--- START OF RECORDS FOR THIS TASK ---

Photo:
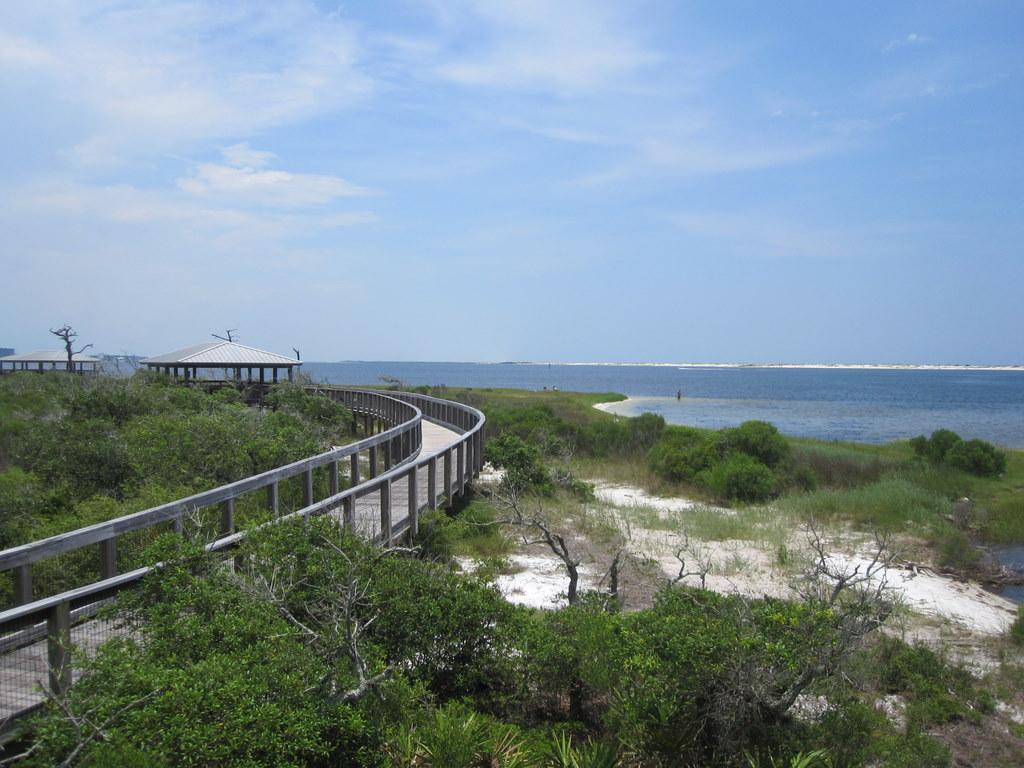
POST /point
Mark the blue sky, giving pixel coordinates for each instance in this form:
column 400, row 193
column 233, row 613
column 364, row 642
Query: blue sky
column 473, row 180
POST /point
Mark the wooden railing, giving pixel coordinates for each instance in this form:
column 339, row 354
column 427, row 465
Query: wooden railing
column 393, row 457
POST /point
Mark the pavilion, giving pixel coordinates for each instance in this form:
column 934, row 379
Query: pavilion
column 226, row 355
column 48, row 359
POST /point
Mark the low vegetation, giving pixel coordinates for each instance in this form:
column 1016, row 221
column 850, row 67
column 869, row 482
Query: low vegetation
column 318, row 649
column 76, row 451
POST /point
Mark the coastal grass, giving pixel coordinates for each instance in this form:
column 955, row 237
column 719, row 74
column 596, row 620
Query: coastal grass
column 893, row 503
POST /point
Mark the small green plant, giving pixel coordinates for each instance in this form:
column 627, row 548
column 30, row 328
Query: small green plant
column 1017, row 628
column 740, row 477
column 782, row 555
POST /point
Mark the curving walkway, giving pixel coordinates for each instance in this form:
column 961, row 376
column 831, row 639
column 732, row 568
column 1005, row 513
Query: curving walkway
column 23, row 671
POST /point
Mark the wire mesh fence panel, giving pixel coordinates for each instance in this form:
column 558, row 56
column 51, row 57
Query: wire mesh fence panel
column 24, row 666
column 95, row 628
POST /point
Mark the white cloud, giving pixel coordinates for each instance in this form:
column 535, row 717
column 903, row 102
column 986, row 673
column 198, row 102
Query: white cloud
column 910, row 39
column 142, row 78
column 274, row 188
column 243, row 156
column 562, row 46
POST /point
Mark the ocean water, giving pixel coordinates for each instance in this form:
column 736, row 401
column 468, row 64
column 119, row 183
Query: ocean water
column 866, row 406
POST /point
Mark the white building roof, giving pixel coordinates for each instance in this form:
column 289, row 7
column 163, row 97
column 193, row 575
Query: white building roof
column 47, row 355
column 222, row 354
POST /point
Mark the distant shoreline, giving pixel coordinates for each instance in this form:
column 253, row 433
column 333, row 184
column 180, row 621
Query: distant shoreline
column 797, row 366
column 686, row 366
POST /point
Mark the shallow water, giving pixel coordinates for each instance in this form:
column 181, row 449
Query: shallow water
column 1013, row 556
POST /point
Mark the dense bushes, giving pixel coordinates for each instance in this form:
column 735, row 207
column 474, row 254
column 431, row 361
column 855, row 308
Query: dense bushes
column 524, row 469
column 76, row 451
column 249, row 667
column 975, row 457
column 743, row 463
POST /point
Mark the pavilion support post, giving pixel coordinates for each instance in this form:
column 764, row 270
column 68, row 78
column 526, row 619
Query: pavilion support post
column 432, row 483
column 109, row 558
column 386, row 513
column 58, row 647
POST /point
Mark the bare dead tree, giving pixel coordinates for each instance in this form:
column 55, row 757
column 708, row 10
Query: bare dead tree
column 699, row 558
column 857, row 595
column 331, row 621
column 68, row 335
column 535, row 527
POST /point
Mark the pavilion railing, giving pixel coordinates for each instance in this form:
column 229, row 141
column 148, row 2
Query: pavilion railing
column 37, row 635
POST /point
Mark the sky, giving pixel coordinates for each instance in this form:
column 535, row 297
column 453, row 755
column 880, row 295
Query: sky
column 539, row 180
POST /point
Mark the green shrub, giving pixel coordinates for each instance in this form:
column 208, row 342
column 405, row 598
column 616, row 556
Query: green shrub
column 1016, row 632
column 935, row 448
column 523, row 467
column 740, row 477
column 758, row 439
column 978, row 458
column 682, row 454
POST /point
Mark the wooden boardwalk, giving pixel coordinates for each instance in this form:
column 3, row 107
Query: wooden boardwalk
column 23, row 671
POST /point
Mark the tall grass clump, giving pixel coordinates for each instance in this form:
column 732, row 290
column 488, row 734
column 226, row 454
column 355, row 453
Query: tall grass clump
column 891, row 503
column 840, row 466
column 1005, row 520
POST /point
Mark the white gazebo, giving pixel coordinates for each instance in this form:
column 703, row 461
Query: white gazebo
column 225, row 355
column 48, row 359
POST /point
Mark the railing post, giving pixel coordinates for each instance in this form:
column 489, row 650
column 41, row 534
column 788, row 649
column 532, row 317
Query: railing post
column 461, row 480
column 23, row 584
column 414, row 504
column 307, row 486
column 109, row 558
column 448, row 475
column 386, row 513
column 58, row 647
column 432, row 482
column 348, row 512
column 227, row 517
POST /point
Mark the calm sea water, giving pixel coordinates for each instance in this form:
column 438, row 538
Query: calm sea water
column 827, row 403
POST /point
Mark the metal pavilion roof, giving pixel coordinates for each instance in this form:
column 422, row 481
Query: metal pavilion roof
column 222, row 354
column 47, row 355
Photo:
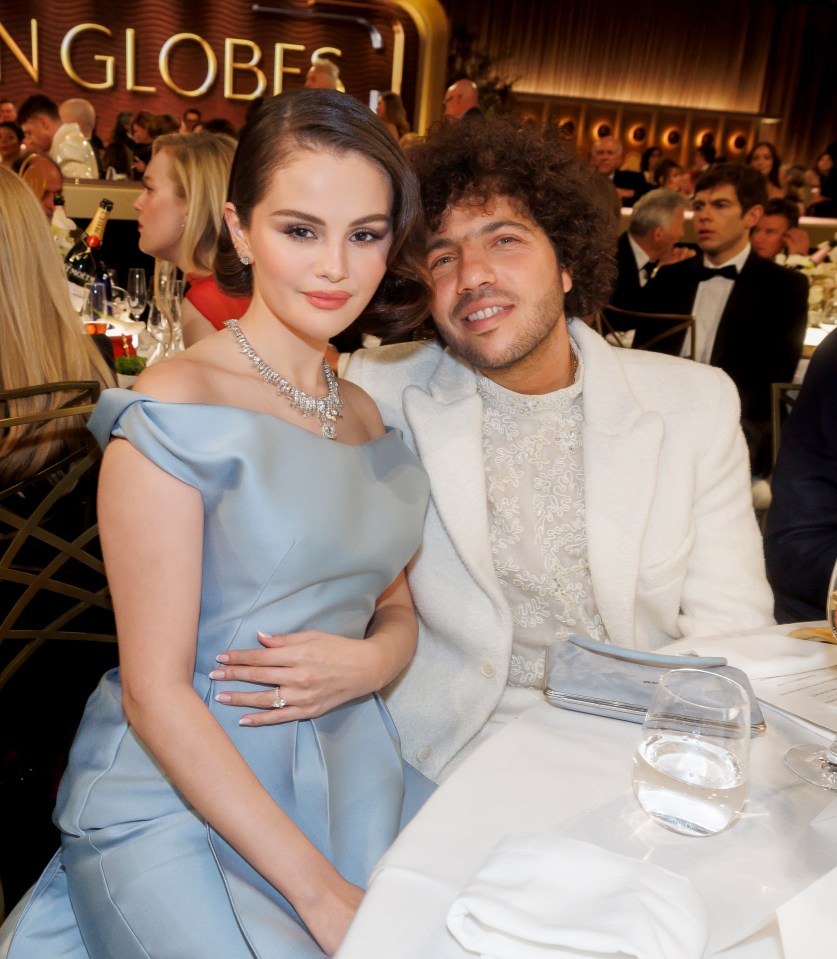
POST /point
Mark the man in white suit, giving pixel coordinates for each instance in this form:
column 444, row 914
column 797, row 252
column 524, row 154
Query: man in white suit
column 575, row 487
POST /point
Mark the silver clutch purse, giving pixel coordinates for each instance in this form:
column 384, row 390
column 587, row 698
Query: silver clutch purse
column 612, row 681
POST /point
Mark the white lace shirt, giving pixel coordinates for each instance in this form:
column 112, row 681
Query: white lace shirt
column 532, row 448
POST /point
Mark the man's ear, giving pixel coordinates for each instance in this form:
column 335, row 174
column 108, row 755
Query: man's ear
column 753, row 215
column 236, row 228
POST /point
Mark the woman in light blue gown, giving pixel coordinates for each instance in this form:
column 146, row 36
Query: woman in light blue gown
column 235, row 501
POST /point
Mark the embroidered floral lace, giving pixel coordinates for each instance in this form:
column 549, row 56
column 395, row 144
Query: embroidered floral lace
column 534, row 467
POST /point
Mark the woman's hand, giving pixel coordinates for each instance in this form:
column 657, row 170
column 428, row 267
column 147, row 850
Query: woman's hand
column 329, row 919
column 314, row 671
column 317, row 671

--- END OF RECORDS FOR THIS TASK ---

> **REQUIREMENTS**
Change "pavilion" to "gazebo" in the listing, from its start through the line holding "column 893, row 503", inclusive, and return those lines with everything else unchanged. Omit the pictures from the output.

> **RESPONSE**
Photo:
POST /point
Mark the blue sky, giving pixel coordinates for each instance in this form:
column 400, row 193
column 233, row 613
column 364, row 642
Query: blue sky
column 473, row 180
POST /point
Mark the wooden railing, giving pixel coordinates for each instance in this form:
column 339, row 354
column 427, row 465
Query: wooden railing
column 393, row 457
POST /point
Mark the gazebo, giving pixel coordinates for each instance in this form:
column 934, row 379
Query: gazebo
column 226, row 355
column 48, row 359
POST /point
Mark the low vegetation, giving pixel coordinates for each instance in this form:
column 1016, row 221
column 850, row 67
column 869, row 482
Query: low vegetation
column 318, row 649
column 76, row 451
POST /point
Mark the coastal grass, giving pixel coordinates for each instance in this form:
column 955, row 237
column 719, row 74
column 596, row 620
Query: coastal grass
column 893, row 503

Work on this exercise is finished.